Given data |
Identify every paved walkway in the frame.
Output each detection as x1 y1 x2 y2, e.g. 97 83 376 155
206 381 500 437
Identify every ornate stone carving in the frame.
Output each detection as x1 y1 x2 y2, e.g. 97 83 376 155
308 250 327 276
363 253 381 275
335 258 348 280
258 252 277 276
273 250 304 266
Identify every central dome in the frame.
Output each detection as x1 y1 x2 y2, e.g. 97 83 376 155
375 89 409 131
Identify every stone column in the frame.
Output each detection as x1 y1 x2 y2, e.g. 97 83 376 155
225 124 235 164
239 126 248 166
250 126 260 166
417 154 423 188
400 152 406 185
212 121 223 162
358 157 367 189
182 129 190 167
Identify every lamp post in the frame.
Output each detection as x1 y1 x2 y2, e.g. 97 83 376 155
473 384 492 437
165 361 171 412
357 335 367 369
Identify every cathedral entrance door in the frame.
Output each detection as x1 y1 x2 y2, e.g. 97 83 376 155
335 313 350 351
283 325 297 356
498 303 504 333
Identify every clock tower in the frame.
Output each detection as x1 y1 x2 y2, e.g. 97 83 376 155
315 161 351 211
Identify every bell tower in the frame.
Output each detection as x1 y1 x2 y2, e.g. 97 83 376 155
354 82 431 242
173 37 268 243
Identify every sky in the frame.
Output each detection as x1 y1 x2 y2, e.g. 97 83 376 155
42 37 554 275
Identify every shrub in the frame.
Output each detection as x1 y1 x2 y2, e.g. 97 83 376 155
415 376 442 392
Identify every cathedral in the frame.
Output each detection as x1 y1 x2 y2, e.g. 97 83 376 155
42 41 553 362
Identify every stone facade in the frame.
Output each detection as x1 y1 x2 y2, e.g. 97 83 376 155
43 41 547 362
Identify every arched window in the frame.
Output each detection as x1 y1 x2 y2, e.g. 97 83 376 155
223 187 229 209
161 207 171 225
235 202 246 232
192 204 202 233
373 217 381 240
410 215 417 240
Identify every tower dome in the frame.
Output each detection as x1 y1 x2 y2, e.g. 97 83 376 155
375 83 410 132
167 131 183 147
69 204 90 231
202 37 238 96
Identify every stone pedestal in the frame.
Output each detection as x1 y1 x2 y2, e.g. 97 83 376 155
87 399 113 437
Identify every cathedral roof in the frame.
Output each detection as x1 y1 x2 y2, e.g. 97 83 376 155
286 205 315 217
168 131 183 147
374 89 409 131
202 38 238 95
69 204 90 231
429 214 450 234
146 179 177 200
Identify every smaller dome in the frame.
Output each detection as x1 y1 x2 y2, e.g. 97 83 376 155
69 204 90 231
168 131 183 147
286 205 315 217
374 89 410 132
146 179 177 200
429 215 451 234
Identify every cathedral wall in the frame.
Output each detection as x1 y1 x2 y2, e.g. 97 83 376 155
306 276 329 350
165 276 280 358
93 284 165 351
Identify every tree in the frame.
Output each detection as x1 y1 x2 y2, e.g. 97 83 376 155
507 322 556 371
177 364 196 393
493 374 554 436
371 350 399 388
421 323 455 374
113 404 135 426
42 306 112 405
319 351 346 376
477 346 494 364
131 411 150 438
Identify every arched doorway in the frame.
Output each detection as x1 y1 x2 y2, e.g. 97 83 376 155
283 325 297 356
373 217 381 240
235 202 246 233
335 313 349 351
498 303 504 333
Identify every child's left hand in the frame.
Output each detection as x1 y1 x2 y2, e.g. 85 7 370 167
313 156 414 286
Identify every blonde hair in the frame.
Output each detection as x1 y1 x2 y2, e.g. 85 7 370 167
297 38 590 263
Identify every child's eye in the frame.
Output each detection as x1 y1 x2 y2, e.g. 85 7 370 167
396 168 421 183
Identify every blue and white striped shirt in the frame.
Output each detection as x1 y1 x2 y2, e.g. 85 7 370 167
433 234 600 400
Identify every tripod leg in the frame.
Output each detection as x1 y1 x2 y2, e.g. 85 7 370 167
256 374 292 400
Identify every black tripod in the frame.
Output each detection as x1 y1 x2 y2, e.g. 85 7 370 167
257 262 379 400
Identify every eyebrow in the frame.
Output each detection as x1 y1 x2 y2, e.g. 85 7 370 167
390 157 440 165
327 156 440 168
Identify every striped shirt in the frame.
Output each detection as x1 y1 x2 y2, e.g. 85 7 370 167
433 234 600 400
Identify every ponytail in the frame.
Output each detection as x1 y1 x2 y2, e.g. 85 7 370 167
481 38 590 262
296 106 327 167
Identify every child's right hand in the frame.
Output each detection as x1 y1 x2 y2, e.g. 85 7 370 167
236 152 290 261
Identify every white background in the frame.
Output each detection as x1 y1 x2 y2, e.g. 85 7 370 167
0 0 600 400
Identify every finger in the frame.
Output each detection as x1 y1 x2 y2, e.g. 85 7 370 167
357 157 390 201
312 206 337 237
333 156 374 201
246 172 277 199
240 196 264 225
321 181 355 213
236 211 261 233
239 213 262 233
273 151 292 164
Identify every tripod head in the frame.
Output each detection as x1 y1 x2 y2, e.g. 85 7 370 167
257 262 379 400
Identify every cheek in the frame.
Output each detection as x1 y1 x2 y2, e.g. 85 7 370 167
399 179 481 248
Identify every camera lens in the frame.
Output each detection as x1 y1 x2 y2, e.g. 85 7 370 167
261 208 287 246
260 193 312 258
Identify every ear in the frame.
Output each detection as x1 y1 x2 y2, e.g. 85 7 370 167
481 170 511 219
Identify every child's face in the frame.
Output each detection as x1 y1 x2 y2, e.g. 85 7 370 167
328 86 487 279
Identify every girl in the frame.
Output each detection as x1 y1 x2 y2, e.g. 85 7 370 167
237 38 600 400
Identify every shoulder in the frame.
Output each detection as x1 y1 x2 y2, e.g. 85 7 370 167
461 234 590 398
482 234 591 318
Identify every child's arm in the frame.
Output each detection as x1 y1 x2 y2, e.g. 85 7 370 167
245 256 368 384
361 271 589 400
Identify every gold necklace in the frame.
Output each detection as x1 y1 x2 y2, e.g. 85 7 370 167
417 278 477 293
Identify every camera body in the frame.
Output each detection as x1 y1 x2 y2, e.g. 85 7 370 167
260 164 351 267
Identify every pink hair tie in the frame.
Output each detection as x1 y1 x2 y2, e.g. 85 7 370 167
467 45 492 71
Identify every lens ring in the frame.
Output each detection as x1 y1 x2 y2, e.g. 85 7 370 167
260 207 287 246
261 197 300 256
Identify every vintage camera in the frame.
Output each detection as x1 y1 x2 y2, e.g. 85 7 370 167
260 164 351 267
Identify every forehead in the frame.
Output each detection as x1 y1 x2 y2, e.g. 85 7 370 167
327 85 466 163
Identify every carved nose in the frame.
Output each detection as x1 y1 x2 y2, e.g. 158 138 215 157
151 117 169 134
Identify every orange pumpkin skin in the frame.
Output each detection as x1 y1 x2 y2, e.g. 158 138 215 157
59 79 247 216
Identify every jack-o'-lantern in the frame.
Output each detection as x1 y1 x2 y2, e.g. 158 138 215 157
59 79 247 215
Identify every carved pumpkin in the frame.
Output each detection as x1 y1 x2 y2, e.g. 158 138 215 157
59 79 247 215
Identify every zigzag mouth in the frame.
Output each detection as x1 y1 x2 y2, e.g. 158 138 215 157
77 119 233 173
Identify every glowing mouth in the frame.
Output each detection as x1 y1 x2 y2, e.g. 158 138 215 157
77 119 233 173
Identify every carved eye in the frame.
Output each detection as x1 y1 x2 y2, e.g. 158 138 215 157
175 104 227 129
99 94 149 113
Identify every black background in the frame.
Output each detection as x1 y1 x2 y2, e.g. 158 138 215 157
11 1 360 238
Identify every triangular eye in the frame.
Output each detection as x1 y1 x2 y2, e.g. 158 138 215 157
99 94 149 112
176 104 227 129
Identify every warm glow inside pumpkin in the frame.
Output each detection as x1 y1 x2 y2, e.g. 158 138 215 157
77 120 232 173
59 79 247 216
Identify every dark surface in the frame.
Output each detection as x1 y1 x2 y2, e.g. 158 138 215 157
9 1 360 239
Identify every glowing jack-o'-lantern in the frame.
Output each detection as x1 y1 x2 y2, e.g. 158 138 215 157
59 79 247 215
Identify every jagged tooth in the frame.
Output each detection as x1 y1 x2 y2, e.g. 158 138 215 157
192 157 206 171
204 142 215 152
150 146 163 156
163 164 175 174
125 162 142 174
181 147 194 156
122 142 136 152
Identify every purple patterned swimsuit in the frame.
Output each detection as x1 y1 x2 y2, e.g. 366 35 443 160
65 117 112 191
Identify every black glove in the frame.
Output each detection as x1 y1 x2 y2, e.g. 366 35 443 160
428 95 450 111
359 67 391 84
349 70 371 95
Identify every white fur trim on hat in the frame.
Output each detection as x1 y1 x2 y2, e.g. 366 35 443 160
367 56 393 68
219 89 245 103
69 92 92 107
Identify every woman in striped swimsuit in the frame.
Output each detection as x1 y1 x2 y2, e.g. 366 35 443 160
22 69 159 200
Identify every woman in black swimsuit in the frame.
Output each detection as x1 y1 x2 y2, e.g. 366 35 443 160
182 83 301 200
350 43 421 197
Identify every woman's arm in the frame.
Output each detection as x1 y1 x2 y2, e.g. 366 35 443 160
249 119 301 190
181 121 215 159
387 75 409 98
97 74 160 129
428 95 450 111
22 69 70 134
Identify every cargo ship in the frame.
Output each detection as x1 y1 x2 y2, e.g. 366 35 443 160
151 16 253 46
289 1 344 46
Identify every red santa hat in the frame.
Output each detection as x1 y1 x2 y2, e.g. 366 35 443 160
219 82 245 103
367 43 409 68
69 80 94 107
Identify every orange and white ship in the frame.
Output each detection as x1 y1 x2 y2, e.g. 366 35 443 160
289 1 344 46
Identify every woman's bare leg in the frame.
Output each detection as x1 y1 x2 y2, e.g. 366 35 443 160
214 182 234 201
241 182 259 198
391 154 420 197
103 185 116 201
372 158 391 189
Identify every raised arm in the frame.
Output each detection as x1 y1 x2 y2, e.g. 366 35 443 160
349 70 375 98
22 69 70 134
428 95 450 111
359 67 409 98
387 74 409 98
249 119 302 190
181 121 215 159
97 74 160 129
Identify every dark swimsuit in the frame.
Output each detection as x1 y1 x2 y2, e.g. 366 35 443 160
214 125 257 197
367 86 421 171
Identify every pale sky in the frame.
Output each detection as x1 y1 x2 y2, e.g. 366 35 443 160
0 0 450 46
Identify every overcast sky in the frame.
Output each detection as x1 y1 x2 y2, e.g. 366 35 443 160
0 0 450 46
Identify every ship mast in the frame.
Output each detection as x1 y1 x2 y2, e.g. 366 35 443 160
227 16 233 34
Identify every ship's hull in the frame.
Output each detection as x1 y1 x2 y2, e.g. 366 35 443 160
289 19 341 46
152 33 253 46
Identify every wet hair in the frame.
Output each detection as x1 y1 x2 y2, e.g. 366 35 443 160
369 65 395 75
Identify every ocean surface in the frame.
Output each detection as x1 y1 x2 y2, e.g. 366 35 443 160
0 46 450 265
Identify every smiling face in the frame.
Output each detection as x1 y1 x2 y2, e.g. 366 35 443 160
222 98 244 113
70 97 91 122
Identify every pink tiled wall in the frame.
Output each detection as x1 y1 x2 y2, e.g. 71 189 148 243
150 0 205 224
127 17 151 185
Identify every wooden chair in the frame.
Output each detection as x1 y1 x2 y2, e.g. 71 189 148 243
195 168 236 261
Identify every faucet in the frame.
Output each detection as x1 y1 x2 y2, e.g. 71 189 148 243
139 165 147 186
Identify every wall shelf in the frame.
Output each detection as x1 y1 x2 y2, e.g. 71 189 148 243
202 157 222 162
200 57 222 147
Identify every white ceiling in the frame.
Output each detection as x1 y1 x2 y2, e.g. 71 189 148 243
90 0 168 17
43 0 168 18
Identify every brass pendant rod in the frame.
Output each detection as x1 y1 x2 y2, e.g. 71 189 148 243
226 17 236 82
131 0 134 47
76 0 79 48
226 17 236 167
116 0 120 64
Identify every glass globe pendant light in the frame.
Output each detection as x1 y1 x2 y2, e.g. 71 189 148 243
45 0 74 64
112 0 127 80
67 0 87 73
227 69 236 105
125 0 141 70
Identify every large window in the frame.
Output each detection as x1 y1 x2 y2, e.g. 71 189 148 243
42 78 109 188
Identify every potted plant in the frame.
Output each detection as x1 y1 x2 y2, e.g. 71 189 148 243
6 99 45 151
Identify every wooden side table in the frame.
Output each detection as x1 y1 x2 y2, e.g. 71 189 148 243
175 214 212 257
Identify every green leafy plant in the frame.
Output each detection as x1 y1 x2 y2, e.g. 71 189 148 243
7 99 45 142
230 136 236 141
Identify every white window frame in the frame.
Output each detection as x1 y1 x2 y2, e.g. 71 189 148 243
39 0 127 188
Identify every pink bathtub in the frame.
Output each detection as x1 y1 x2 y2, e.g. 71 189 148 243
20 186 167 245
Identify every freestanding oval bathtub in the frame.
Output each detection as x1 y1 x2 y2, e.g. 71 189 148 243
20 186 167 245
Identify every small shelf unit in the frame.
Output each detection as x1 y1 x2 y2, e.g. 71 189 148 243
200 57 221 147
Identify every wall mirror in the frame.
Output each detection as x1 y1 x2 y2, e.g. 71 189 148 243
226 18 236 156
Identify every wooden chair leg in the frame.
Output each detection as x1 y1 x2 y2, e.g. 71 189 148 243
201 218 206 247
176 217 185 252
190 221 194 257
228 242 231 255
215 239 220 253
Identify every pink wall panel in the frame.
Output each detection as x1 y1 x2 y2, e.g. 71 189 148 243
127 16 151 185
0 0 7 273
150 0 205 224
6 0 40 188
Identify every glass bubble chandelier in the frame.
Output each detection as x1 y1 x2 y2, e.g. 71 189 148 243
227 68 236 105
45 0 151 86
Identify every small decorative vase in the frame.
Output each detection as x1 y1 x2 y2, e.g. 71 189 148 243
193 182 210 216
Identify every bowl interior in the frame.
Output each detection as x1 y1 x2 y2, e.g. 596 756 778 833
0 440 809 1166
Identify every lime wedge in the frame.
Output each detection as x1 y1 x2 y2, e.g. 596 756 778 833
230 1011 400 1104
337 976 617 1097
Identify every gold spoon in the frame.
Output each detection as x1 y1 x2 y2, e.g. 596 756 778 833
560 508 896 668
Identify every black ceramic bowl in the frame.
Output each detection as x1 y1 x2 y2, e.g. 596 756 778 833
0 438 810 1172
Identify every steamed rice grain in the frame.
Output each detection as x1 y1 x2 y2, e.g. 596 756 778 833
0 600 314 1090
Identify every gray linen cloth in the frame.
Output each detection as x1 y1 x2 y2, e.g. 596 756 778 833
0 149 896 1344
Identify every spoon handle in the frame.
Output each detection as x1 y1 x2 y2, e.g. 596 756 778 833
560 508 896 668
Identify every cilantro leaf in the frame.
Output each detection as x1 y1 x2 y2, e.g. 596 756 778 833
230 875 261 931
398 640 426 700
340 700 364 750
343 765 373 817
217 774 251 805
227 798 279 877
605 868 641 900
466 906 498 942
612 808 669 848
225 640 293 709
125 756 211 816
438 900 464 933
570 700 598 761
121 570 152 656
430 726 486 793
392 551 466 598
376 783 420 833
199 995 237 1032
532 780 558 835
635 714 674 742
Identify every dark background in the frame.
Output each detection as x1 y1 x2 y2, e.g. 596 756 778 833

What you have to do | From the records above, reproduce verbatim the stretch from the line containing "Identify every white background in the frame." through the line containing "0 0 600 400", including both of those lines.

Correct response |
Identify every white background in the frame.
Output each detection as x1 y1 x2 y2, e.g. 85 7 370 167
0 0 600 400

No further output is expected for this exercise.